* What to produce *
Once the line containing "# point at: number 5" is located, give it again exactly, together with each line that follows it to the end of the entries, and add nothing else.

(Data for this task begins)

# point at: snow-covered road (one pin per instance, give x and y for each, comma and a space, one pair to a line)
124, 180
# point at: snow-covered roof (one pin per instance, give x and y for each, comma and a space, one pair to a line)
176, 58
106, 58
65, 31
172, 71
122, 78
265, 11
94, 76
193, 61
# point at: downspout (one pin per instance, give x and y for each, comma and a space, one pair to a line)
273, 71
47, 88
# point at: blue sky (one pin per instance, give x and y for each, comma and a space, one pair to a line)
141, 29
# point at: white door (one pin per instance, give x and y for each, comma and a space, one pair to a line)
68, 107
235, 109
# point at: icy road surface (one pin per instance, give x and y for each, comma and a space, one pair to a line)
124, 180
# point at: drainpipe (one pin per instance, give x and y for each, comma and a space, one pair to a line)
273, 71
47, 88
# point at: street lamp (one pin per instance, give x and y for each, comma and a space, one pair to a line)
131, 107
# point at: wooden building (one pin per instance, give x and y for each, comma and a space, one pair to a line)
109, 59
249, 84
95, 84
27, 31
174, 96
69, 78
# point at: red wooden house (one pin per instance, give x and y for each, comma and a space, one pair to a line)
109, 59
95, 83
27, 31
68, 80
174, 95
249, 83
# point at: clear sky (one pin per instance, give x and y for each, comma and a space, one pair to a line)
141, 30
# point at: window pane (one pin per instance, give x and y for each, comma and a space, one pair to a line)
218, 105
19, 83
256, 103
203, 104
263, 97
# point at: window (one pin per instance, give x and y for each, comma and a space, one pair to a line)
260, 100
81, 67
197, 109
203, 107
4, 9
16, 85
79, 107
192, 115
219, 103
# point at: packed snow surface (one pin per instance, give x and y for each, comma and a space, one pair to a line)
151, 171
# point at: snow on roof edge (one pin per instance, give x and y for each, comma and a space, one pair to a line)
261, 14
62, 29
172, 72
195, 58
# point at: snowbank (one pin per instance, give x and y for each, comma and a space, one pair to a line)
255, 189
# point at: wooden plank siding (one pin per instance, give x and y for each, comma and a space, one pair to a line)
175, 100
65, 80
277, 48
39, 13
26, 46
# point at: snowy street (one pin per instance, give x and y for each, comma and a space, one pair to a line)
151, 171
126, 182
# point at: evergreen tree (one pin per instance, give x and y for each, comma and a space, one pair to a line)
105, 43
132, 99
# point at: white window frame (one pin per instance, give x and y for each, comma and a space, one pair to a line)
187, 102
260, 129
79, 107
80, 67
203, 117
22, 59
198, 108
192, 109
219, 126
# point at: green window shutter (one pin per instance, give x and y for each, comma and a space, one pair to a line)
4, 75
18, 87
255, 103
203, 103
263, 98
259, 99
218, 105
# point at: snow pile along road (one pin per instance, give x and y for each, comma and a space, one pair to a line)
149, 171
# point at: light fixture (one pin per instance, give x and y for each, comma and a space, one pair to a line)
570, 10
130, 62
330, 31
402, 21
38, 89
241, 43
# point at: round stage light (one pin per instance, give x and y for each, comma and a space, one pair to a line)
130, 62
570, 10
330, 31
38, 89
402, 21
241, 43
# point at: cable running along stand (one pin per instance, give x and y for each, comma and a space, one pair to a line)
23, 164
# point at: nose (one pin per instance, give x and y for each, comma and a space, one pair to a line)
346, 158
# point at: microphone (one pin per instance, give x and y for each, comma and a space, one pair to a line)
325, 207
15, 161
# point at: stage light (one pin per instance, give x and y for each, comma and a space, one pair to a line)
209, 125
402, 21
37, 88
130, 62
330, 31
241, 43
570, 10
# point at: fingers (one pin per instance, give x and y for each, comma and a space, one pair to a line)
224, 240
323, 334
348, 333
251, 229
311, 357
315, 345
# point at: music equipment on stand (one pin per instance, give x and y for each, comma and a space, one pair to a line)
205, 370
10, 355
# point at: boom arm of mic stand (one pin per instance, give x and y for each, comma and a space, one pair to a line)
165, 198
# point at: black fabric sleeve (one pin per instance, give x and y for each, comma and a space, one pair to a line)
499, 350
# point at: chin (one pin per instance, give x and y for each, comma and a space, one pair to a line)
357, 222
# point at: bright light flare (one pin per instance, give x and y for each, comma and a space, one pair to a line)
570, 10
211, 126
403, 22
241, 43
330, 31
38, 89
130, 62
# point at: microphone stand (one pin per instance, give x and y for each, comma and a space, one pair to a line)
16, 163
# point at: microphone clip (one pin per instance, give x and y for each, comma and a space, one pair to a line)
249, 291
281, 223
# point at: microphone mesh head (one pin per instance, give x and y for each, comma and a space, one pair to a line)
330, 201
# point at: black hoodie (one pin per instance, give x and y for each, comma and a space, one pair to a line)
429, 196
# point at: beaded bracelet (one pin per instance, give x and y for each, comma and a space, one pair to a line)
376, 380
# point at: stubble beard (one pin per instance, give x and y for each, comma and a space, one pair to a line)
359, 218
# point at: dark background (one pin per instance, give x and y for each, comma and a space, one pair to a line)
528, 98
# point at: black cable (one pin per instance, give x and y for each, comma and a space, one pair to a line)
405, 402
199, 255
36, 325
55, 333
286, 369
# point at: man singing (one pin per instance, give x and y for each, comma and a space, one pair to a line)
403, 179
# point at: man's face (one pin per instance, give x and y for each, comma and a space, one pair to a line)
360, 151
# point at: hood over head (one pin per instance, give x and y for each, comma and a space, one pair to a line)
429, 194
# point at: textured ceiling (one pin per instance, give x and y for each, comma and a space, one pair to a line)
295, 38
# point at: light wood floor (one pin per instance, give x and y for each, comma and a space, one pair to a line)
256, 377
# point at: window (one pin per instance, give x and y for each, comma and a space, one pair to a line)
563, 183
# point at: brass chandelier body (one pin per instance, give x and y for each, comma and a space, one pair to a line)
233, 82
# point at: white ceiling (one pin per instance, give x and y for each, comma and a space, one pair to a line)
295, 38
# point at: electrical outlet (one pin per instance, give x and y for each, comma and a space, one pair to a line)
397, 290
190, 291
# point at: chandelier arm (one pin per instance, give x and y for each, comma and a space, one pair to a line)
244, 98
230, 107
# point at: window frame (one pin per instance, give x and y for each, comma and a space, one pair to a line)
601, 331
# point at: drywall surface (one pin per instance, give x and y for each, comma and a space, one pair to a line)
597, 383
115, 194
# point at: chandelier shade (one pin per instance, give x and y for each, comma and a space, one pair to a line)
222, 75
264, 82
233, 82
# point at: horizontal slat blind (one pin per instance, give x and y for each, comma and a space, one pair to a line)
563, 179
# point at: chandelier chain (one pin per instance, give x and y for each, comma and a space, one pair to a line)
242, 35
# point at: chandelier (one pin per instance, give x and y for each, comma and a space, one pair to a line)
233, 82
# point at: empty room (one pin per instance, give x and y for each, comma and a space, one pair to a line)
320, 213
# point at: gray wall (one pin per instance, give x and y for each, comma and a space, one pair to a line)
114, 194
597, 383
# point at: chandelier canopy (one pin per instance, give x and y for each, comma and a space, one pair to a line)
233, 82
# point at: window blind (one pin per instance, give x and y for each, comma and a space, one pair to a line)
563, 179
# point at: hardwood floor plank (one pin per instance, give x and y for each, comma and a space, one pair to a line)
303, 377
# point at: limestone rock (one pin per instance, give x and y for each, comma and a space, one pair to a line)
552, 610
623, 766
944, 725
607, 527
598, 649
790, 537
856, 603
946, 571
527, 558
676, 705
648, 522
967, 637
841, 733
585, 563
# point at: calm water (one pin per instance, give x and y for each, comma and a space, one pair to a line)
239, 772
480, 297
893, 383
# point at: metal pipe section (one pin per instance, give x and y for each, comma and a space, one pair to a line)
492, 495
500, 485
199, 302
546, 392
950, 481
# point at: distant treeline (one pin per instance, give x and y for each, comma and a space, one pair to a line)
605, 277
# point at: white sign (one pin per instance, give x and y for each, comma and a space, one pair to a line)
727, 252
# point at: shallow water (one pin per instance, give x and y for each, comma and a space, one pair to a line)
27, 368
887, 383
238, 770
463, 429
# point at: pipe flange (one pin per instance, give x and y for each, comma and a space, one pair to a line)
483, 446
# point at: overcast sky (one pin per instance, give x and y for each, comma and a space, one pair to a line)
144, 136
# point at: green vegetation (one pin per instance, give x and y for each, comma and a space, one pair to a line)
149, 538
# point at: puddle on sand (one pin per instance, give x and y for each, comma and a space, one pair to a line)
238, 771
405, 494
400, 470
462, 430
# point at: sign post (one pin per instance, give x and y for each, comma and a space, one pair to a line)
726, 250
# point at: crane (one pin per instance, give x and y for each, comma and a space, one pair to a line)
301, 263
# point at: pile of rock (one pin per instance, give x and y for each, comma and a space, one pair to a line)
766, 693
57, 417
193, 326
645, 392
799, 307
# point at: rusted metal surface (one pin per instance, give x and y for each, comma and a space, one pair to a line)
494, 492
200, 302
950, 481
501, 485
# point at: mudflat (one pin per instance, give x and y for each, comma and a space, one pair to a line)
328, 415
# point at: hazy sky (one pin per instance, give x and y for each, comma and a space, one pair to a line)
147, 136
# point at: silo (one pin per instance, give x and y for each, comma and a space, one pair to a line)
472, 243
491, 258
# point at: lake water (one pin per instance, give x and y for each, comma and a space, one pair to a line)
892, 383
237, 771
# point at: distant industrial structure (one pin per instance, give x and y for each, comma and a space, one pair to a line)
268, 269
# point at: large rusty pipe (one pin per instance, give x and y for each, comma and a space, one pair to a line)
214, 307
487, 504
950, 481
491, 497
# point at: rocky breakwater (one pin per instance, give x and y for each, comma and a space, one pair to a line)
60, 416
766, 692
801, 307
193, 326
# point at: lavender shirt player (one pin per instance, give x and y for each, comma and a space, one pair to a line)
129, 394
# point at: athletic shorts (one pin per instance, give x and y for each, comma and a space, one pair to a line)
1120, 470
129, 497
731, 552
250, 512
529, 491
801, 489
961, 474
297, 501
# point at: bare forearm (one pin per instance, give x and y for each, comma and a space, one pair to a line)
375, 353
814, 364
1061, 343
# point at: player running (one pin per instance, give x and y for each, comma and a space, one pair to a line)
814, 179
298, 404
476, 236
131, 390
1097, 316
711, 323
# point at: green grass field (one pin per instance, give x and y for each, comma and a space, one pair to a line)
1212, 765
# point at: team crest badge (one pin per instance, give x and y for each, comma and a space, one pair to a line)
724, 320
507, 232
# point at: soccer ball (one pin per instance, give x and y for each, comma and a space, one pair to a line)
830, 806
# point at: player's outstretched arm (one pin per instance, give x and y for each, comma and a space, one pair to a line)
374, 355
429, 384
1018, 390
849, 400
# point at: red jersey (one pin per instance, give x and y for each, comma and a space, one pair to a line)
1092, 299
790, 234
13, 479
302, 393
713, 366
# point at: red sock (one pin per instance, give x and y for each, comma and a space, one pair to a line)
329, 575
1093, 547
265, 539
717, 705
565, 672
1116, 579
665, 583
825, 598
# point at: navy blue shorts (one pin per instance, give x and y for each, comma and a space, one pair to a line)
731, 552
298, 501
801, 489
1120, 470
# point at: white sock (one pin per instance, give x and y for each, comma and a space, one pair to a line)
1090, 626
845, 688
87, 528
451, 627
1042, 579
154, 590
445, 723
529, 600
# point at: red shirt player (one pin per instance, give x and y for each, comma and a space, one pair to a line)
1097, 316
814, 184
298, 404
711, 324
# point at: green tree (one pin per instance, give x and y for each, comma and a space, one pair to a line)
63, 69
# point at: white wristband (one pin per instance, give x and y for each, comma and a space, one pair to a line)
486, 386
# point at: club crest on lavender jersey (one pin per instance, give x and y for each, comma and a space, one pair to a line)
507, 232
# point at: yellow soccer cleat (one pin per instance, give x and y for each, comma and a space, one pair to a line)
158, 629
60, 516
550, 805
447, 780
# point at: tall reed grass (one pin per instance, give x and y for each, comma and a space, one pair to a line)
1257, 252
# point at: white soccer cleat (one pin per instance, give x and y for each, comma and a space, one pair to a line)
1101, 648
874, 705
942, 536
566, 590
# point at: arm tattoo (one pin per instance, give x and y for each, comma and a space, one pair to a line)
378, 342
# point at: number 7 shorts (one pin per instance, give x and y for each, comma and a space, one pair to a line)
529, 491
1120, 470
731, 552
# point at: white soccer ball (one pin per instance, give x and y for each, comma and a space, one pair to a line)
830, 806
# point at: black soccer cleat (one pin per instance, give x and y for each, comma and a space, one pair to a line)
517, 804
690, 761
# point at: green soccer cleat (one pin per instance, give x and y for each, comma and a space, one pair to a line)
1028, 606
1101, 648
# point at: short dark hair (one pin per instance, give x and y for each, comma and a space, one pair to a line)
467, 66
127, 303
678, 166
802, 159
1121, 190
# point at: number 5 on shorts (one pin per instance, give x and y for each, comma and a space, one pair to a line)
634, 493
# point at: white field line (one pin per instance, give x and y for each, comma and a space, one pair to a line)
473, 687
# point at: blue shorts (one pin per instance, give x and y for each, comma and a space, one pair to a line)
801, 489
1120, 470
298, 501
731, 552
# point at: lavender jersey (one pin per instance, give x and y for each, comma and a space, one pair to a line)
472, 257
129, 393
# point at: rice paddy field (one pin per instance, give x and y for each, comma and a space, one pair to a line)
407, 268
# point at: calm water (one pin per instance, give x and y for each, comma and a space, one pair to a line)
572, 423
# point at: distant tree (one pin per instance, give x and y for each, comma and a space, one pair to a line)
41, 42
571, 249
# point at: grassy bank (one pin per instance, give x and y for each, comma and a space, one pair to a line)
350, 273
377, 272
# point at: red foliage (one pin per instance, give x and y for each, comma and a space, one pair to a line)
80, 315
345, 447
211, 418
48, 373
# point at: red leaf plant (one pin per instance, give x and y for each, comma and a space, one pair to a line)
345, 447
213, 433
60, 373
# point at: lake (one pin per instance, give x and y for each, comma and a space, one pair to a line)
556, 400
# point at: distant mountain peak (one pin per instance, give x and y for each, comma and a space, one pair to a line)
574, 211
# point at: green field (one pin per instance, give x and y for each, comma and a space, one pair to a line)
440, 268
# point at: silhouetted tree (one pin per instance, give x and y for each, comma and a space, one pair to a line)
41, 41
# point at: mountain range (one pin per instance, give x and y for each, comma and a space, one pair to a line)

(Data for this task ends)

* Response box *
# point at: number 5 on shorts (one pin per instance, give x and y for each, comma and a space, one pair to a line)
634, 493
# point at: white field line (one pin per instance, give x and y for each, comma and a space, one pair to a line)
473, 687
# point at: blue shorts (one pin per instance, give x and y for each, comma and a space, one pair to a line)
801, 489
1120, 470
298, 501
731, 552
# point at: lavender jersey (one pin per instance, give x and y for each, comma and a space, one pair to a line)
472, 257
129, 393
# point at: rice paddy field (one pin per instance, give x and y for each, comma and a space, one pair to a line)
407, 268
# point at: calm water (one pin per instance, give x and y for each, comma and a space, one pair to a line)
572, 423
# point at: distant tree (one pin per instance, give x and y for each, comma and a space, one pair to a line)
41, 42
571, 249
# point at: grassy bank (one pin per instance, give x and y for each, comma and a space, one pair to a line)
350, 273
377, 272
# point at: red foliage (one pin per instance, give x and y for each, comma and a space, one pair to a line)
80, 315
345, 447
211, 418
48, 373
# point at: red leaf plant (one pin per instance, give x and y for each, comma and a space, one pair to a line)
345, 447
213, 433
60, 373
# point at: lake (one pin per instance, give x and y for each, comma and a space, one pair to a line)
556, 400
# point at: distant mountain peak (one pin per instance, give x and y for each, comma and a space, one pair to a line)
574, 211
# point at: green field (one pin per instance, give x and y for each, comma and a space, one pair to a line)
440, 268
# point at: silhouetted tree (one pin per instance, give x and y for each, comma and a space, one pair to a line)
41, 41
# point at: mountain range (one pin per instance, give x and y for each, comma and a space, one pair to a line)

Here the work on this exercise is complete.